[Information supplied]
......

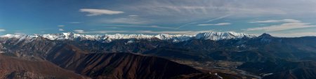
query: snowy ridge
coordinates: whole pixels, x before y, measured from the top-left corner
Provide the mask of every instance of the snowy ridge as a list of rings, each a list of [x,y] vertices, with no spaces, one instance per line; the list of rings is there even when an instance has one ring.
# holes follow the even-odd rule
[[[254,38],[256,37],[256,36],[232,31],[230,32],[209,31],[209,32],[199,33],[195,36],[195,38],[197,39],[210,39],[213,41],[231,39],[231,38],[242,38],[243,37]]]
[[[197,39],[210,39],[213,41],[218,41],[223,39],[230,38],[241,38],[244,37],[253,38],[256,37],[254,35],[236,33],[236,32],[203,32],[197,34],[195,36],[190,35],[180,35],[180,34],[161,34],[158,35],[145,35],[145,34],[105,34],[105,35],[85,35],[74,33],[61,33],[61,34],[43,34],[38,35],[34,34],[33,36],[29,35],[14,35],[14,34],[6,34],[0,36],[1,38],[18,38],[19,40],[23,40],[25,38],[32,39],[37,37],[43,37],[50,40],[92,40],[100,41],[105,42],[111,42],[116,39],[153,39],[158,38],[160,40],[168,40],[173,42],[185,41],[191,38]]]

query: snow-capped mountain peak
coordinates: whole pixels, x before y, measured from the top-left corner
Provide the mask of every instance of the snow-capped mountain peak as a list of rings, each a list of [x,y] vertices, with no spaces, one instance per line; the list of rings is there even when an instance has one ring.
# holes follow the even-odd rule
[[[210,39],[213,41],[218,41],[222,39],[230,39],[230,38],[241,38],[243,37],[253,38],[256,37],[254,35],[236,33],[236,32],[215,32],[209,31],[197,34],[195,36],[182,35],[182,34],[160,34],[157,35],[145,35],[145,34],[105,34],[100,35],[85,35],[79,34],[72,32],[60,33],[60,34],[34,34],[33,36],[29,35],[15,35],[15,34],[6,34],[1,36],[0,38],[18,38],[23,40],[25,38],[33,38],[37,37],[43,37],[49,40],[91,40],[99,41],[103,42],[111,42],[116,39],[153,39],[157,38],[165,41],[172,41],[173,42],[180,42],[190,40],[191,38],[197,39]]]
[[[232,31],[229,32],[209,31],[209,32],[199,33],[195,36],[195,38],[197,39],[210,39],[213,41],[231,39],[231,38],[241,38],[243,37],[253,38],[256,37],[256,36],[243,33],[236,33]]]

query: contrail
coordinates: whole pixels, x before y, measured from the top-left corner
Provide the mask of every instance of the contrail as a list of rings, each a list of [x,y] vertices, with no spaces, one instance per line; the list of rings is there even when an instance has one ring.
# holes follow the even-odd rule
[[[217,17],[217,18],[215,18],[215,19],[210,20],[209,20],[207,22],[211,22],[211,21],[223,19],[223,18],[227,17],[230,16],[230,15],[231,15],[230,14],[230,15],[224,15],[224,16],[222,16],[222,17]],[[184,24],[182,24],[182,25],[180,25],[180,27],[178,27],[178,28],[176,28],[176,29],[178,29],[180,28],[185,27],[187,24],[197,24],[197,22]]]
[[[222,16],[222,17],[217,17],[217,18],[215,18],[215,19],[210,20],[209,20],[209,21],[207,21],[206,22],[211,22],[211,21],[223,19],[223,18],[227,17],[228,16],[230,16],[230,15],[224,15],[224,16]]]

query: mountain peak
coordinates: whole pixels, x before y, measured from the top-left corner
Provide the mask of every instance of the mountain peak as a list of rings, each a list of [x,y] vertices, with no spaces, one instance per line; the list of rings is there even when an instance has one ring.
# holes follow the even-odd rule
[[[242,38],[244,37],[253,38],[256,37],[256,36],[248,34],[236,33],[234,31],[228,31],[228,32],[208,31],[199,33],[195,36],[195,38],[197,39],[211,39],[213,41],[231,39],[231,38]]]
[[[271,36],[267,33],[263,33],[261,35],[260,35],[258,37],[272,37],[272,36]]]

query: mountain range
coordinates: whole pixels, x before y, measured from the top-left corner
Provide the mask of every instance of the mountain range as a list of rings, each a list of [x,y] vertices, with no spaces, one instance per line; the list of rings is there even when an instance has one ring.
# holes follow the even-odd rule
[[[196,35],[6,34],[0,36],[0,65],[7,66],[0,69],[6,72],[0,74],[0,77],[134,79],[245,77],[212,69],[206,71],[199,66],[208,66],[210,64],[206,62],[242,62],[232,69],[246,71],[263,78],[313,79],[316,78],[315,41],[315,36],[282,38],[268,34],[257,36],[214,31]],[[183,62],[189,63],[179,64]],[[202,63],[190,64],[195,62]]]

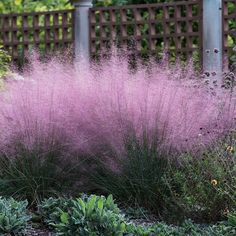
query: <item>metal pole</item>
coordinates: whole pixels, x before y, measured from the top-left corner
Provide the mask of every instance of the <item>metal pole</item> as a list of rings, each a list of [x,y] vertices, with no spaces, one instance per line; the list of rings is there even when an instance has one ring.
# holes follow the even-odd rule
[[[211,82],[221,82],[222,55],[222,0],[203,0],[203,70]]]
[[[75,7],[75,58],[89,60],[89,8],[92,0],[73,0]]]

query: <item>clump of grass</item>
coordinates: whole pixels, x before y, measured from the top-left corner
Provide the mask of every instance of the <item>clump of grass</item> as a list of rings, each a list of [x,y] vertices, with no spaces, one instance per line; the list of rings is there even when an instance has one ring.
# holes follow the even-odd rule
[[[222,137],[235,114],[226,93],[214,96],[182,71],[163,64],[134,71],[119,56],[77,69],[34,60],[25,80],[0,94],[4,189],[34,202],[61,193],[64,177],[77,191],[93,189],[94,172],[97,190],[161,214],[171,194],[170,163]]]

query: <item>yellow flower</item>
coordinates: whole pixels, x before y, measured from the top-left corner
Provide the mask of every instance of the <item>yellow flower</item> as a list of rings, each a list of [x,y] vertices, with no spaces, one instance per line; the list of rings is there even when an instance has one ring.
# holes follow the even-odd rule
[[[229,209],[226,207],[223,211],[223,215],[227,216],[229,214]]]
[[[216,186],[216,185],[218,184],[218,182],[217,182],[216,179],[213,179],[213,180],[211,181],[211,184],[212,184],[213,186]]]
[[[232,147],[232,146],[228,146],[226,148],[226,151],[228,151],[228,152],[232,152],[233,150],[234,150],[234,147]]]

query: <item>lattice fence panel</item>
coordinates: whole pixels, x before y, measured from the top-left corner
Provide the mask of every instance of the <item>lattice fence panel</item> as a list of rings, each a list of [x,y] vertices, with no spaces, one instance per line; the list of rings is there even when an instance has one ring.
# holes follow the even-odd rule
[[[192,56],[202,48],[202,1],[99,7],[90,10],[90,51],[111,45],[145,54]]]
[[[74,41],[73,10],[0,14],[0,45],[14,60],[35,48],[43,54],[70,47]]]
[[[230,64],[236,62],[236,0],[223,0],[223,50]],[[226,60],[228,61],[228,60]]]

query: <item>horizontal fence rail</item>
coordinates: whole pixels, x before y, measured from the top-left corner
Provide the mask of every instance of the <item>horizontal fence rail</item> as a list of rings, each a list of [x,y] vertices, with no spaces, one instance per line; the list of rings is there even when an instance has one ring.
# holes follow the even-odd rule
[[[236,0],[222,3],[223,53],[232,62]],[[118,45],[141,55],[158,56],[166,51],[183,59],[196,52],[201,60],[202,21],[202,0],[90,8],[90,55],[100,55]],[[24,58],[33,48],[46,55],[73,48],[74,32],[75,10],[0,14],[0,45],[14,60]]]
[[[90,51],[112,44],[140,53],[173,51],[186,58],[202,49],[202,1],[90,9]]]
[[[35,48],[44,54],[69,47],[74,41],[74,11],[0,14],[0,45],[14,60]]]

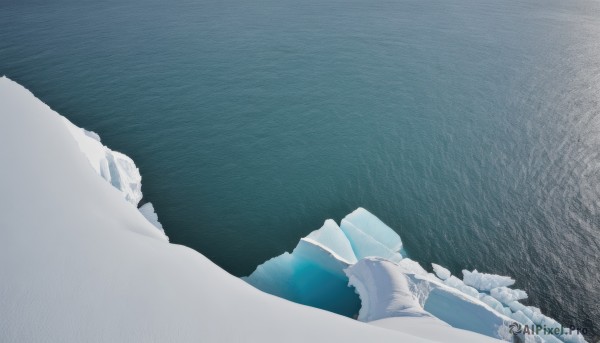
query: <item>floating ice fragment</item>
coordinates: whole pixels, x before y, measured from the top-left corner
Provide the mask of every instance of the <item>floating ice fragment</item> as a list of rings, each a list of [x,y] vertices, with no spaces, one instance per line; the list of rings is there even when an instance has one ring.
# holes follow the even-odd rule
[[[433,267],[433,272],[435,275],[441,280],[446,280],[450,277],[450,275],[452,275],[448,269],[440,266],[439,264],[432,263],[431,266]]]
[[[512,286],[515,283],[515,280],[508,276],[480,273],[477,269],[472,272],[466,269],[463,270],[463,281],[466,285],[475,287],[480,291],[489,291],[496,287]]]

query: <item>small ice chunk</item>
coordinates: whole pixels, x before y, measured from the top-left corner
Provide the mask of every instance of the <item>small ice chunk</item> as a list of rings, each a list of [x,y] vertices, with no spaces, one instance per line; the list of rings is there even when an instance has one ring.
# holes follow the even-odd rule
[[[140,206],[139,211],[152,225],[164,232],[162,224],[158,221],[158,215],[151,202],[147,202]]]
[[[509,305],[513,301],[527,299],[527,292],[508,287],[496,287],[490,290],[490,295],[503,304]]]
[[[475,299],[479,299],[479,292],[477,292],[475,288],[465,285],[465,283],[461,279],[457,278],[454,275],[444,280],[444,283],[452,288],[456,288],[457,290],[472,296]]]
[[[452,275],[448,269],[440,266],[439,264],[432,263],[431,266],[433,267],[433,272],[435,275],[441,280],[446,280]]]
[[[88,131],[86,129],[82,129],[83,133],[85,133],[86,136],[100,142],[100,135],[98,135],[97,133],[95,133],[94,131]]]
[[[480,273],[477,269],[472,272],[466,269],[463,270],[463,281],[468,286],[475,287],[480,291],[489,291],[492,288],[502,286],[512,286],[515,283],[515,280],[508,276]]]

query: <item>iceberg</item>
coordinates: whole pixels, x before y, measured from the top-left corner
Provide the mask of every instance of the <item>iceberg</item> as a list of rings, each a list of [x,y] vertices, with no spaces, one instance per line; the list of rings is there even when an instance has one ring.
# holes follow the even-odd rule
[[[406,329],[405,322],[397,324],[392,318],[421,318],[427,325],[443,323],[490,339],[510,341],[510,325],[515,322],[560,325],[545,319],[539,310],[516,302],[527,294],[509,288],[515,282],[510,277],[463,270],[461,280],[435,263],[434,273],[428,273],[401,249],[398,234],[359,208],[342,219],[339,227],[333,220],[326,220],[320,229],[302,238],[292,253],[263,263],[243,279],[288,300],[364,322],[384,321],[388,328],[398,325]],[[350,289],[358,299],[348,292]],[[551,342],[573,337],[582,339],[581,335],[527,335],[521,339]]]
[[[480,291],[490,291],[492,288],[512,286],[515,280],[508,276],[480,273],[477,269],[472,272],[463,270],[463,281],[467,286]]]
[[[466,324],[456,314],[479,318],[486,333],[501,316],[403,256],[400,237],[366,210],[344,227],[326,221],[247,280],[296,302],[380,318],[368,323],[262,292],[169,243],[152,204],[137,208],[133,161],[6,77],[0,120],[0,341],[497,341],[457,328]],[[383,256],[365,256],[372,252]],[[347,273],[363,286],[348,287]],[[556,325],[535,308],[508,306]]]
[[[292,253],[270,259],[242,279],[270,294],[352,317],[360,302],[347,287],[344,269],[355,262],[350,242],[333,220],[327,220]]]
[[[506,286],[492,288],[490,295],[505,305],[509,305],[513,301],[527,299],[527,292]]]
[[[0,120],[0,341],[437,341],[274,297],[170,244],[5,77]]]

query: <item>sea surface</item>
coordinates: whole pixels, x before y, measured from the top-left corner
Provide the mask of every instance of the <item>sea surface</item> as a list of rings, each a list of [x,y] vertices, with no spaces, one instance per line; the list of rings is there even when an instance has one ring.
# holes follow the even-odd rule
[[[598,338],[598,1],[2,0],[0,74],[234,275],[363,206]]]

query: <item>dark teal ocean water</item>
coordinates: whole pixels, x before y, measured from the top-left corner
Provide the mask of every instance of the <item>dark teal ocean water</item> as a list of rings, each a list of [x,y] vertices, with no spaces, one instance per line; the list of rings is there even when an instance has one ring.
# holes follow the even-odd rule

......

[Required task] Quote the listing exactly, starting at the line that contains "query: <item>dark teal ocean water</item>" and continuing through the last line of the listing, with both ends included.

[Final answer]
query: <item>dark teal ocean water</item>
coordinates: whole pixels, x before y, measured from the top-left corner
Provide the mask of every instance of the <item>dark teal ocean water</item> as a list of rings, each a list of [x,y] vertices, with no spaces, one instance per line; the list of rings is there even when an instance has one ring.
# holes follow the even-odd rule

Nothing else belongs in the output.